>> start

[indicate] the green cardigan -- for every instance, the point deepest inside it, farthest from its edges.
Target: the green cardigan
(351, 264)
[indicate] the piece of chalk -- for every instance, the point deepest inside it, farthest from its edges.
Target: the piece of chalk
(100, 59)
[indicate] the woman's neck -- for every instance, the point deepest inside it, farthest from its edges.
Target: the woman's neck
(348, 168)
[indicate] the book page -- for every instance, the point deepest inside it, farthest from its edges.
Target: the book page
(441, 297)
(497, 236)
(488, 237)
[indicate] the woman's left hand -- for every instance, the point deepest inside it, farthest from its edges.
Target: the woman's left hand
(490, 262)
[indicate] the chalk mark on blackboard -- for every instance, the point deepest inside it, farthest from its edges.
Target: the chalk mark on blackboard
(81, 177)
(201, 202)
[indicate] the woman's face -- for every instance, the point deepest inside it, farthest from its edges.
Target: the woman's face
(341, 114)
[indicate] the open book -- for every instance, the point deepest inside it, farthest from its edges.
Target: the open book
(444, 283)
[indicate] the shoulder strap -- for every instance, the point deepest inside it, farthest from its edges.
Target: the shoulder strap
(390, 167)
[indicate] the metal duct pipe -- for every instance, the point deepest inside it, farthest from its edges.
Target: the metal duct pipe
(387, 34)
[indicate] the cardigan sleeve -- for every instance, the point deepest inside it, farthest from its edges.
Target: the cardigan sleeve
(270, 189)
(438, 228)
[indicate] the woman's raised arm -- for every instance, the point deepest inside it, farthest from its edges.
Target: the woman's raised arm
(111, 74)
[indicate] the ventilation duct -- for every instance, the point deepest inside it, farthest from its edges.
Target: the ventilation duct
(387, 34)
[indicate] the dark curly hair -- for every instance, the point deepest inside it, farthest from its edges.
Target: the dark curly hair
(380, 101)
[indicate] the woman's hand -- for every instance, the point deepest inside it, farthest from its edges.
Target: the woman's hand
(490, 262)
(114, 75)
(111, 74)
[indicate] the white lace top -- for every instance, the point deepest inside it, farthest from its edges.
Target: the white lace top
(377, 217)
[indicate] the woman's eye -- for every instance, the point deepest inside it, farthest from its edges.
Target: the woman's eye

>> end

* CHALLENGE: Please write all of the items above again, putting "sweater" in place of every "cardigan" and keeping everything else the same.

* TASK OUTPUT:
[indicate] the green sweater -- for every instance, the point deepest inside it, farthest from its edges.
Target: the green sweater
(351, 264)
[indicate] the piece of chalk -- for every instance, the point deepest inside it, farthest from its edges.
Target: the piece of chalk
(100, 59)
[indicate] the woman's neck -- for every instance, the point deepest inside it, farthest from its edges.
Target: the woman's neck
(348, 168)
[indicate] the book page -- for every instance, the point deepest inside it, farthest from its edges.
Target: the book page
(441, 297)
(497, 236)
(488, 237)
[indicate] the woman's left hand -- for every instance, the point deepest inside it, farthest from its edges.
Target: the woman's left hand
(490, 262)
[indicate] the chalk mark on blackboard -- for every instance, the point deepest inside it, farthest from its edges.
Target: the chalk mark on blackboard
(81, 177)
(201, 202)
[indicate] the woman's face -- for every instance, the point deepest inside it, farthest from its edges.
Target: the woman's face
(341, 114)
[indicate] the open book -- for every instance, the point deepest inside it, farthest from its edges.
Target: the open book
(444, 283)
[indicate] the shoulder strap -- for every instance, the point deepest inside it, farthest from its edges.
Target: the shoulder strap
(390, 167)
[indicate] the metal duct pipe -- for every instance, the point deepest inside it, farthest from its edges.
Target: the metal duct pipe
(387, 34)
[indicate] the sweater sleeve -- for every instance, the point deepest inside it, farthest from its edges.
Target: the sweater sleeve
(270, 189)
(438, 228)
[indicate] the woman's raised arm -- for every instance, the point deepest inside it, farthest from its edges.
Target: the woman's raised arm
(111, 74)
[indicate] the ventilation duct -- for every instance, the point deepest inside it, farthest from its edges.
Target: the ventilation duct
(387, 34)
[indicate] the dark curly hair -- for every instance, the point deepest inside it, farthest from its edges.
Target: the dark curly hair
(380, 101)
[indicate] the woman's hand -- for every instance, the point deepest inside it, farthest from its edges.
Target: the woman's hand
(490, 262)
(114, 75)
(111, 74)
[indicate] the white lace top -- for every instance, the point deepest inside it, farthest from its edges.
Target: the white lace top
(377, 217)
[indicate] the woman's eye -- for every instance, the point deepest inside it, farthest from its edges.
Target: the woman's eye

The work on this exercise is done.